### WORK INSTRUCTION
Every line of the data below is to be written out again exactly.

[Collected data entries]
== == ==
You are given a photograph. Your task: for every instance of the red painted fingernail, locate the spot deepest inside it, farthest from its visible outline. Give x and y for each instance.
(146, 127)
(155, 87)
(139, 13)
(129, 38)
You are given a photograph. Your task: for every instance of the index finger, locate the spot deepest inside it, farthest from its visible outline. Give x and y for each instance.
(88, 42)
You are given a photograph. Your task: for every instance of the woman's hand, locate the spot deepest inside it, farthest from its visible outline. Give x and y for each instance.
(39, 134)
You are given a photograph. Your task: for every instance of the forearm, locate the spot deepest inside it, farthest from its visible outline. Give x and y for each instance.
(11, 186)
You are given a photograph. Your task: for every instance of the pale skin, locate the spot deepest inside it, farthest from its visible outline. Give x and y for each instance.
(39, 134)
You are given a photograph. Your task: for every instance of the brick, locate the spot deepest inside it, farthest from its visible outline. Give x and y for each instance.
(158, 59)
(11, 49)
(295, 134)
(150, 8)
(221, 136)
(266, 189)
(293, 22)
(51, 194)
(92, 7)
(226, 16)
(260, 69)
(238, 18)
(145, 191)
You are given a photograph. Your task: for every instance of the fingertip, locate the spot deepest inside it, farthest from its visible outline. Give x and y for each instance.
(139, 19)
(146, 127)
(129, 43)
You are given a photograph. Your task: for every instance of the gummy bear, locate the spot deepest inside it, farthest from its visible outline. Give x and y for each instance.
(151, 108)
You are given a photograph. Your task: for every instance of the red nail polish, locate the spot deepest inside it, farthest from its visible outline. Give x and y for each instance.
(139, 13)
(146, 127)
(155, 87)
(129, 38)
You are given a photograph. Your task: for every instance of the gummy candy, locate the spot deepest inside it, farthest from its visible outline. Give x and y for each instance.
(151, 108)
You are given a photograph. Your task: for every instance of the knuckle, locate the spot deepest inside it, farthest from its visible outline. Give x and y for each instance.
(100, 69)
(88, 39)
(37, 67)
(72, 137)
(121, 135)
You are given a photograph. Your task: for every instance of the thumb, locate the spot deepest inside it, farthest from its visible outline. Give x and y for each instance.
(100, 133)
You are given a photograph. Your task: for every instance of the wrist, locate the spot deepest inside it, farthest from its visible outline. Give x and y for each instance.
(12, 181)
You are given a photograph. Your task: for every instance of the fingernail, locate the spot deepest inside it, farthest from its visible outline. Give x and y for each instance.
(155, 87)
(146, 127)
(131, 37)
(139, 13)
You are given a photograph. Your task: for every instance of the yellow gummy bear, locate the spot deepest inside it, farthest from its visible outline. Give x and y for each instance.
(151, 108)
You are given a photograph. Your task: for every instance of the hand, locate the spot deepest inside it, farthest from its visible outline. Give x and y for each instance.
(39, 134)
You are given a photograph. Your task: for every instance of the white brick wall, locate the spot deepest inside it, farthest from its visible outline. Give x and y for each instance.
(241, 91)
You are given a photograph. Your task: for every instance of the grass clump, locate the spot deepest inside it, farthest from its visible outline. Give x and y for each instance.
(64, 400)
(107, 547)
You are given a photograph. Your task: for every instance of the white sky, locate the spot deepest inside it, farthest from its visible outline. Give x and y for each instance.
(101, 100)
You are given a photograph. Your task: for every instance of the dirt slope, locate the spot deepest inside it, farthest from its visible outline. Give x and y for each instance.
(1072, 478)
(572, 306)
== == ==
### RESPONSE BELOW
You are given a photograph. Your task: for every instance of the red painted fingernail, locate the spot deepest inside it, farthest from its visible outline. Give x and y for each instance.
(146, 127)
(155, 87)
(139, 13)
(129, 38)
You are given a photograph. Your task: for every instance of the index finger, locate the spot deepest inside it, farthest from its visible outline. Give x and y for each instance.
(88, 42)
You are given a photograph. Your task: for every instance of the woman's hand, locate the spot deepest inside it, farthest from its visible outline. Give x and y for each instance.
(39, 134)
You are given a photograph. Your task: for every instance of the forearm, locate the spot deepest inside it, farthest from its visible outline. Give x and y for each instance.
(11, 186)
You are given a photograph. Your task: for every instance of the pale skin, locate the spot deepest inside it, farthest from its visible outline. Give x and y for each instance.
(39, 134)
You are given a photograph. Your task: for every instance of the brick, locate the spot deepest inside it, farthest from its visible outline. Give x and y for each instance.
(158, 59)
(11, 49)
(295, 134)
(150, 8)
(221, 136)
(266, 189)
(293, 22)
(51, 194)
(92, 7)
(226, 16)
(260, 69)
(238, 18)
(145, 191)
You are given a photograph. Your task: for every instance of the fingertip, locate the spot deepest inside it, farthest from its visible outline. Give x and y for each instance.
(139, 19)
(146, 127)
(129, 43)
You are given a photograph. Your task: for every instance of the gummy bear, locate the spot deepest inside it, farthest from its visible outline. Give x and y for each instance.
(151, 108)
You are given a photograph. Your task: for every instance of the red nail polish, locate the spot deepest inside it, farthest from its visible outline. Give x and y for each instance.
(139, 13)
(146, 127)
(155, 87)
(129, 38)
You are given a photograph. Your task: for every instance of the gummy candy, locate the spot deepest inside it, farthest from its visible outline. Give x and y for each instance.
(151, 108)
You are given a photograph. Your task: for every instance of the knuckle, locate the spot deepest inside it, farthest from its visible outline. Give x and y for each instance.
(100, 69)
(88, 39)
(37, 67)
(72, 137)
(121, 135)
You are given a photograph. Your task: for every instance of the thumb, locate the spot deepest inside it, farthest from its visible outline. Give x and y for each instance.
(100, 133)
You are given a photograph. Your task: for every instance of the wrist, locate the spot deepest inside it, farthest from its visible outline. Give x and y for each instance.
(12, 181)
You are given a photograph. Your task: for every instance of the fingernail, locate the spot deepest inside it, farthest from its visible outline. Give x and y for each instance.
(155, 87)
(146, 127)
(131, 37)
(139, 13)
You are given a photograph. Your task: for every instance of the yellow gummy bear, locate the spot deepest inside it, farthest from its visible outline. Give x and y for each instance.
(151, 108)
You are given a photograph. Your task: for every instance of the hand, locate the spot deepest inside it, farthest from its visible outline. Give x and y for each instance.
(39, 134)
You are given a photograph. Your task: for every instance of the white brick wall, locate the spot deepest inside it, farthest from its visible outline. Give x and y for each instance.
(241, 91)
You are given a photograph. Your task: for every instance of the grass clump, locate the spot deepest inside it, farthest from its visible outline. Give x and y for each instance.
(64, 400)
(107, 547)
You are given a photograph. Your task: for every instance of the white sky, locate the spot deepest inside it, farthest from its visible outline. Give x and y for each instance.
(101, 100)
You are given a photograph. Your task: for every instance of the dirt slope, locate the spot deepest inside it, farthest from its visible outline. Give x and y for each instance.
(1072, 478)
(572, 306)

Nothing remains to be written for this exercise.